— START Excerpted passage —
Sossusvlei (sometimes written Sossus Vlei) is a salt and clay pan surrounded by high red dunes, located in the southern part of the Namib Desert, in the Namib-Naukluft National Park of Namibia. The name "Sossusvlei" is often used in an extended meaning to refer to the surrounding area (including other neighbouring vleis such as Deadvlei and other high dunes), which is one of the major visitor attractions of Namibia.

The name "Sossusvlei" is of mixed origin and roughly means "dead-end marsh". Vlei is the Afrikaans word for "marsh", while "sossus" is Nama for "no return" or "dead end". Sossusvlei owes this name to the fact that it is an endorheic drainage basin (i.e., a drainage basin without outflows) for the ephemeral Tsauchab River.

Environment

The Sossusvlei area belongs to a wider region of southern Namib with homogeneous features (about 32.000 km²) extending between rivers Koichab and Kuiseb. This area is characterized by high sand dunes of vivid pink-to-orange color, an indication of a high concentration of iron in the sand and consequent oxidation processes. The oldest dunes are those of a more intense reddish color. These dunes are among the highest in the world; many of them are above 200 metres, the highest being the one nicknamed Big Daddy, about 325 metres high, however the highest dune in the Namib Desert, Dune 7, is about 388 metres high.
— END Excerpted passage —
— START Records —
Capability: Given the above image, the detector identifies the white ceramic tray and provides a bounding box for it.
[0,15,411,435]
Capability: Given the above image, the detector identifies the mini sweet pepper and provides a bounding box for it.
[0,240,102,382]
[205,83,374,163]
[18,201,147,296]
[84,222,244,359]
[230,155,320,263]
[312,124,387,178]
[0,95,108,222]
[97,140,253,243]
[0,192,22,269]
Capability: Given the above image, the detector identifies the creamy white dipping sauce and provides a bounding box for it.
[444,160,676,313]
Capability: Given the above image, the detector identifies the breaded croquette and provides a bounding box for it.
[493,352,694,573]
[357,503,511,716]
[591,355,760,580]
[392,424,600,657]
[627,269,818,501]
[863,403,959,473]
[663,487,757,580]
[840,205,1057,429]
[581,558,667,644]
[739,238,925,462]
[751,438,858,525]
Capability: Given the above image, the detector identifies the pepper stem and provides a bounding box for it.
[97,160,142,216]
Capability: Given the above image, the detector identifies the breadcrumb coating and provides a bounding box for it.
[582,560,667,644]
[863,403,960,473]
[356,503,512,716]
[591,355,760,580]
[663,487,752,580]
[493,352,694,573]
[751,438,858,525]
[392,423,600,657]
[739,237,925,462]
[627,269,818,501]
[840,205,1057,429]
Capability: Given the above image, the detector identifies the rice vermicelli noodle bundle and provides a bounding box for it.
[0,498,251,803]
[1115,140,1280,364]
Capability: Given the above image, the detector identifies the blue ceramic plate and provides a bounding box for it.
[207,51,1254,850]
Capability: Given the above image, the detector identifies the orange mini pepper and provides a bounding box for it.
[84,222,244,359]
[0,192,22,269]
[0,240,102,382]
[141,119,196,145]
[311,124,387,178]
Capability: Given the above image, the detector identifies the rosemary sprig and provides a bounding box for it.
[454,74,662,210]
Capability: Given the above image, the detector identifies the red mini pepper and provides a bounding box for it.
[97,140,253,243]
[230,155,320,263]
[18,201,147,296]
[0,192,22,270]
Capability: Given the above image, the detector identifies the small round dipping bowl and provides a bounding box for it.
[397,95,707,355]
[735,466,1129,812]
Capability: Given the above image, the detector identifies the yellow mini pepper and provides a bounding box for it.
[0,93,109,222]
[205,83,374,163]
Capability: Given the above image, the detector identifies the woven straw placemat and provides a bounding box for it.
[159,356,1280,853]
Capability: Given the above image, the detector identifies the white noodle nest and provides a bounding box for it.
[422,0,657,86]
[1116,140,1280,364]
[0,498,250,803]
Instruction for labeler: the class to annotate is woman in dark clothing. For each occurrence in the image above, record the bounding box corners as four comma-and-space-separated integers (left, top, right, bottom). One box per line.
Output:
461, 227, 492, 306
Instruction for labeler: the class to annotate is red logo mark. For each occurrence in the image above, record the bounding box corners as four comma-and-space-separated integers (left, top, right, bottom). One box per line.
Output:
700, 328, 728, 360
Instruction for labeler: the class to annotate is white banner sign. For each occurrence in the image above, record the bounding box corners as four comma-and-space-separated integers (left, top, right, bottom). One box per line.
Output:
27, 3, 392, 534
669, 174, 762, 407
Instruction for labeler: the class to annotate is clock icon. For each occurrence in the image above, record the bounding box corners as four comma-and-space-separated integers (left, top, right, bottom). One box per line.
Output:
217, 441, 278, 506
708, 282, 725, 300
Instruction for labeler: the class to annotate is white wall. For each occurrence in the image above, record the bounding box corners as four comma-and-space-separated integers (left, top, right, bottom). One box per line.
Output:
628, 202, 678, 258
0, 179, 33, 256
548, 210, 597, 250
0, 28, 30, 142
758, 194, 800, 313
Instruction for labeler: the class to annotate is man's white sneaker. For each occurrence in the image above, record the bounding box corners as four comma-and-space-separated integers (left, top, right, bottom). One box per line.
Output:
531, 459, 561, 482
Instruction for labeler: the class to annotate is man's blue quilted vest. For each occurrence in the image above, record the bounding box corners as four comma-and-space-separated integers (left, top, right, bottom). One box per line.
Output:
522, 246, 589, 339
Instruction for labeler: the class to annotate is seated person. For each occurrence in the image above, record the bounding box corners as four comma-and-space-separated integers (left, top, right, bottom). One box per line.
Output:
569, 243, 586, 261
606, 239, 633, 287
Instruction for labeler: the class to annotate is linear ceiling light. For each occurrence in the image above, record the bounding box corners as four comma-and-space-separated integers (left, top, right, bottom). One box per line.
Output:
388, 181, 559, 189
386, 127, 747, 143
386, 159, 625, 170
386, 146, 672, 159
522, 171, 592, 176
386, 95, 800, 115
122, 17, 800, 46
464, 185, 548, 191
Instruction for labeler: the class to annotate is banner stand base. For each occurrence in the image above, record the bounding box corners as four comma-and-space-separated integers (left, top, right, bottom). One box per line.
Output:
— END Records —
# Direction 1:
Reproduce the Sossusvlei passage word for word between "Sossusvlei (sometimes written" and "ephemeral Tsauchab River.", inclusive.
# Direction 2:
Condense the paragraph of the Sossusvlei passage beginning "The name "Sossusvlei" is of mixed origin" into a shorter version that keeps its main facts.
The listing bears no relation to the Sossusvlei passage.

# Expected output 1:
Sossusvlei (sometimes written Sossus Vlei) is a salt and clay pan surrounded by high red dunes, located in the southern part of the Namib Desert, in the Namib-Naukluft National Park of Namibia. The name "Sossusvlei" is often used in an extended meaning to refer to the surrounding area (including other neighbouring vleis such as Deadvlei and other high dunes), which is one of the major visitor attractions of Namibia.

The name "Sossusvlei" is of mixed origin and roughly means "dead-end marsh". Vlei is the Afrikaans word for "marsh", while "sossus" is Nama for "no return" or "dead end". Sossusvlei owes this name to the fact that it is an endorheic drainage basin (i.e., a drainage basin without outflows) for the ephemeral Tsauchab River.

# Expected output 2:
"Sossusvlei" combines two languages and roughly means "dead-end marsh." "Vlei" is Afrikaans for "marsh," and "sossus" is Nama for "no return" or "dead end." The name reflects the site's role as an endorheic drainage basin, one without outflows, for the ephemeral Tsauchab River.